Omschrijving
As globalization has deepened in recent years, historians have begun to see that many of the global challenges we face today first drew serious attention in the 1960s. This book examines how the Johnson presidency responded to these problems and draws out the lessons for today.
Distinguished historians Frank Gavin and Mark Lawrence have assembled an all-star cast of young scholars of U.S. foreign relations to shed new light on the 1960s, a decade we thought we already knew perhaps too well. These excellent essays focus on contemporary global issues of the greatest importance - environmental change, energy, poverty and disease, human rights, religion, globalization - and trace them back to their emergence as policy concerns during the Lyndon Johnson administration. The authors challenge and expand our understanding of national security in a global age. This is some of the best of the new U.S. international history.

Records contained in a dataset
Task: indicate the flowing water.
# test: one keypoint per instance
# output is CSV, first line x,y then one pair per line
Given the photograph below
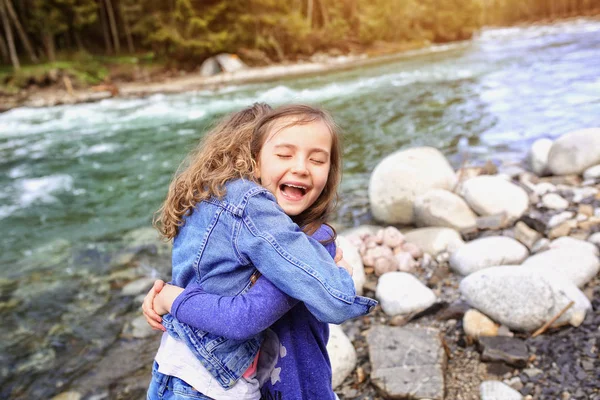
x,y
73,176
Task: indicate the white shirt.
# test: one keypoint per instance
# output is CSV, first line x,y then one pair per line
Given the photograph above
x,y
174,358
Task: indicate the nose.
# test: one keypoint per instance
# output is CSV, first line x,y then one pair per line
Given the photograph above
x,y
299,167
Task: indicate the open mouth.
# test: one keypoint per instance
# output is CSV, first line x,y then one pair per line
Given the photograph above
x,y
292,192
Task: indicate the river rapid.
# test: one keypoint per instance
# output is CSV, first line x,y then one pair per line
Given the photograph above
x,y
76,179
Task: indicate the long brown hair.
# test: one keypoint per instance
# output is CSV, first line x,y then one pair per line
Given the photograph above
x,y
299,114
230,150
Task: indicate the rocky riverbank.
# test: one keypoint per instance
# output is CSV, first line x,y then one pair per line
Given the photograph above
x,y
487,279
144,85
495,294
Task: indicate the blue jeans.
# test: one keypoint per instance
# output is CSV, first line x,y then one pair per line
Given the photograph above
x,y
165,387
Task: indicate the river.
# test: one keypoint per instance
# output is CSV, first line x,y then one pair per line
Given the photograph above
x,y
82,176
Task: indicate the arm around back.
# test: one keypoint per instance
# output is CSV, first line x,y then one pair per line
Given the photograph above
x,y
297,264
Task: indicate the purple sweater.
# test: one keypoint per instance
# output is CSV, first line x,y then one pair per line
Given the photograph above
x,y
303,371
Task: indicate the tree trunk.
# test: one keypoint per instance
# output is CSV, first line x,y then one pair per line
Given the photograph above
x,y
309,10
4,50
105,33
22,35
48,39
125,18
113,25
14,58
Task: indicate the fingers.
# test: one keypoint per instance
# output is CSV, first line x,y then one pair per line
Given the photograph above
x,y
339,254
152,318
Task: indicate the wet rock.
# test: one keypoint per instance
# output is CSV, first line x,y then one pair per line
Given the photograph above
x,y
538,156
402,293
71,395
489,195
407,362
522,298
440,207
495,390
574,244
138,328
592,172
435,240
576,265
402,176
595,239
554,201
508,350
352,256
574,152
487,252
526,235
341,354
136,287
476,324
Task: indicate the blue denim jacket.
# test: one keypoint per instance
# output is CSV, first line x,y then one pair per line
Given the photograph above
x,y
220,246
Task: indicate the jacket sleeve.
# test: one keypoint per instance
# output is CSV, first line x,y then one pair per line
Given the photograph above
x,y
297,264
233,317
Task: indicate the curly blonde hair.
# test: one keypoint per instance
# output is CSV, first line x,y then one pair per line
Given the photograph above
x,y
230,150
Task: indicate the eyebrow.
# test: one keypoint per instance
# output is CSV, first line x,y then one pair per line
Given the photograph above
x,y
313,150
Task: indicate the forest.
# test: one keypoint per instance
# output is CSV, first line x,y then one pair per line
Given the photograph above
x,y
182,33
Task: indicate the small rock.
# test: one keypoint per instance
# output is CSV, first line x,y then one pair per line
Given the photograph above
x,y
406,263
509,350
495,390
541,245
385,264
554,201
586,209
489,195
592,172
476,324
392,237
435,240
562,230
558,219
575,244
487,252
576,265
352,256
595,239
402,293
341,354
543,188
414,250
493,222
526,235
71,395
538,156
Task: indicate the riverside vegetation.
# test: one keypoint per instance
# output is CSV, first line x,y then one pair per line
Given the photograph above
x,y
90,41
487,279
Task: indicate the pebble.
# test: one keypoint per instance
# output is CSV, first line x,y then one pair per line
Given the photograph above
x,y
554,201
402,293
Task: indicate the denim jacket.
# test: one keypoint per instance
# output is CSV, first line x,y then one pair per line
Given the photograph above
x,y
222,244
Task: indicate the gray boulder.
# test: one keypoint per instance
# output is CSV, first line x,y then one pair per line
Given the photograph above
x,y
487,252
407,362
402,176
439,207
522,298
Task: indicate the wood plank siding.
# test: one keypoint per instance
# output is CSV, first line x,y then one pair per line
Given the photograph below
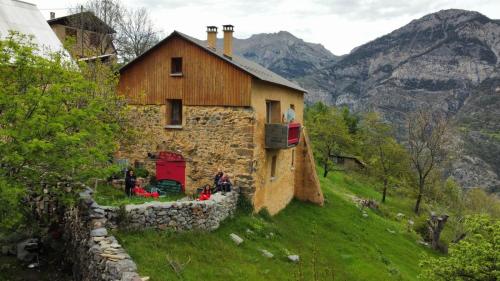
x,y
205,80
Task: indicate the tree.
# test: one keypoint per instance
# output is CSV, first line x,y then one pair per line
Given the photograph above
x,y
427,144
136,34
386,158
474,258
55,124
329,133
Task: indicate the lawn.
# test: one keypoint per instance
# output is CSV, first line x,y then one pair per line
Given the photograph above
x,y
108,195
335,239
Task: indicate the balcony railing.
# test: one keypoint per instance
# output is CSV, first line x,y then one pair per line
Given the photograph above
x,y
282,136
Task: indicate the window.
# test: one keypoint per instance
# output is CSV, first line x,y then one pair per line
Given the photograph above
x,y
174,112
176,66
70,32
273,166
94,39
273,112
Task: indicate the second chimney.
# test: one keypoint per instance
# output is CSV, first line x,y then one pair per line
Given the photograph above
x,y
228,40
212,37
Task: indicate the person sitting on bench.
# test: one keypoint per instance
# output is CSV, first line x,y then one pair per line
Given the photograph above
x,y
225,183
205,194
217,178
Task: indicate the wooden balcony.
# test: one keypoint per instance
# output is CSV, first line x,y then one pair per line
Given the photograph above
x,y
282,136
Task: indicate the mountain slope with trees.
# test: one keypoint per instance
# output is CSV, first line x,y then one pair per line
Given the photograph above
x,y
448,61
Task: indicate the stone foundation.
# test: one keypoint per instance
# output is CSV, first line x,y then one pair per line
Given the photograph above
x,y
96,255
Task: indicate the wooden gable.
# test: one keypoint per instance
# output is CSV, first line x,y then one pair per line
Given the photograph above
x,y
205,80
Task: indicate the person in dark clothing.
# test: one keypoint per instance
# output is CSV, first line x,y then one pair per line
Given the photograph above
x,y
130,182
217,178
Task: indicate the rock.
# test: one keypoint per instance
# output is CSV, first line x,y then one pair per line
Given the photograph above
x,y
238,240
294,258
266,253
99,232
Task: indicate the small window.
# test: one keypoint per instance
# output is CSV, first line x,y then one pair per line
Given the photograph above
x,y
273,112
273,166
70,32
176,66
174,112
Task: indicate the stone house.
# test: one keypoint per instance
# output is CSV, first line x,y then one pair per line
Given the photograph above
x,y
221,111
92,38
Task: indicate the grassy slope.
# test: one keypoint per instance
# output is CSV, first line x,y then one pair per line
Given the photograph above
x,y
356,248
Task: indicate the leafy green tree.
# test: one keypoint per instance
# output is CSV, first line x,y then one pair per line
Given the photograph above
x,y
55,123
387,159
329,133
476,257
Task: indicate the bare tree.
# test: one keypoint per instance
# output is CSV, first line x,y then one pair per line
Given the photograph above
x,y
427,143
136,34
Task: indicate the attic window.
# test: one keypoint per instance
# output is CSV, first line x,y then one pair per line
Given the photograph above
x,y
176,67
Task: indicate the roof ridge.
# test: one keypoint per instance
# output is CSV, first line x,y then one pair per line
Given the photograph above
x,y
254,69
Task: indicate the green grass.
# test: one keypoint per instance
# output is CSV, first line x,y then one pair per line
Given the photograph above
x,y
335,238
107,195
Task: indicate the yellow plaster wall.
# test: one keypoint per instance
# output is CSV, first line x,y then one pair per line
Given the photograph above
x,y
273,193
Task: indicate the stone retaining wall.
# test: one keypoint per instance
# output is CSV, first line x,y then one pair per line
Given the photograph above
x,y
96,255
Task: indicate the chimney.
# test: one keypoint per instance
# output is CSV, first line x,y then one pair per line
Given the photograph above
x,y
212,37
228,40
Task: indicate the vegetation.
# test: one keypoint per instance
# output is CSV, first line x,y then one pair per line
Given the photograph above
x,y
333,240
329,132
474,258
56,123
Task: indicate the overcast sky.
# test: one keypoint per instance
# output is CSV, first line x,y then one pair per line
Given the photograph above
x,y
340,25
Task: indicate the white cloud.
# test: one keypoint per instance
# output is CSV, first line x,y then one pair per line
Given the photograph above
x,y
340,25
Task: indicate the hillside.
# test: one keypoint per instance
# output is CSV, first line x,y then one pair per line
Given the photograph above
x,y
447,60
338,237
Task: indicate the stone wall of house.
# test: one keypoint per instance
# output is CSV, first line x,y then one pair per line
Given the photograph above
x,y
96,255
211,138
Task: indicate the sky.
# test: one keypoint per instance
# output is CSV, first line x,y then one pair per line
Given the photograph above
x,y
339,25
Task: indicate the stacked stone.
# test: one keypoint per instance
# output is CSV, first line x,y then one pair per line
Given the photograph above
x,y
95,254
182,215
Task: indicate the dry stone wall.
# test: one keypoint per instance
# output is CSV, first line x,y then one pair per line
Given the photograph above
x,y
182,215
96,254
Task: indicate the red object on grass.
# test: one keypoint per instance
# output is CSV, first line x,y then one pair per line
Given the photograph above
x,y
171,166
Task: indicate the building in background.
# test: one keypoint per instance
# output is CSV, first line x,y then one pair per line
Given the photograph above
x,y
89,37
220,111
25,18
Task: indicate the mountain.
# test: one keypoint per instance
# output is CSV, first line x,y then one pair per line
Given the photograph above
x,y
448,61
283,53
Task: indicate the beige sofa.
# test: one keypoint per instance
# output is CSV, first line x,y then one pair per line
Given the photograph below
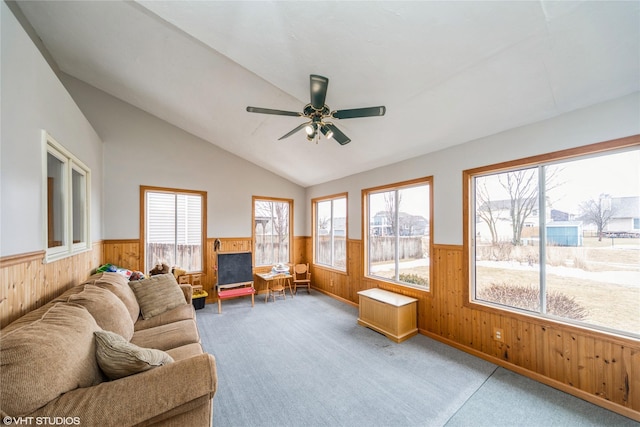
x,y
50,366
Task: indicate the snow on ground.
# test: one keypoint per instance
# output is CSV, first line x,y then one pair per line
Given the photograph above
x,y
624,278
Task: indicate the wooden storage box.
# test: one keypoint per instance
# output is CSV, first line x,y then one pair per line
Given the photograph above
x,y
391,314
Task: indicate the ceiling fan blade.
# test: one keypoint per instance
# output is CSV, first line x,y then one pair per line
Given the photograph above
x,y
360,112
318,85
340,137
302,126
270,111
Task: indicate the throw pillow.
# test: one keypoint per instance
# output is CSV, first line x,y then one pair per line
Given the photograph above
x,y
46,358
106,308
119,358
157,294
119,285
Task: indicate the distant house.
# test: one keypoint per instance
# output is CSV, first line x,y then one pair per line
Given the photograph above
x,y
564,233
410,225
339,227
625,217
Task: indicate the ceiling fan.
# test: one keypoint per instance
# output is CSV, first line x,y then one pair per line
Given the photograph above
x,y
318,112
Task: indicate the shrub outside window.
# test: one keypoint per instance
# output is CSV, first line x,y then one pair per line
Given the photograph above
x,y
66,192
272,222
330,231
398,238
560,239
174,228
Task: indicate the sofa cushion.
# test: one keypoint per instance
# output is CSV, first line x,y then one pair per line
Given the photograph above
x,y
106,308
168,336
185,351
47,358
182,312
119,358
119,285
157,294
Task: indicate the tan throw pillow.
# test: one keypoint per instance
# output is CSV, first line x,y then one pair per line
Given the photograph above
x,y
119,358
119,285
46,358
157,294
106,308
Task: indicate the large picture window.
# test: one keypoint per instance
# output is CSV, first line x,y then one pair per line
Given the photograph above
x,y
174,228
67,196
559,238
330,231
272,233
398,239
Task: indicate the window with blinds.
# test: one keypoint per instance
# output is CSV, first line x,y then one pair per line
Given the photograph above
x,y
174,228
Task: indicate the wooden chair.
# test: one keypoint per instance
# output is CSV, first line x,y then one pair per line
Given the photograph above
x,y
276,286
301,277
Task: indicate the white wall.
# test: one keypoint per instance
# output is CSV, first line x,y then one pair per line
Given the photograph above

### What you will do
Quote the stretch of the book description from "Distinguished historians Frank" through "U.S. international history.", word for word.

### Result for this exercise
Distinguished historians Frank Gavin and Mark Lawrence have assembled an all-star cast of young scholars of U.S. foreign relations to shed new light on the 1960s, a decade we thought we already knew perhaps too well. These excellent essays focus on contemporary global issues of the greatest importance - environmental change, energy, poverty and disease, human rights, religion, globalization - and trace them back to their emergence as policy concerns during the Lyndon Johnson administration. The authors challenge and expand our understanding of national security in a global age. This is some of the best of the new U.S. international history.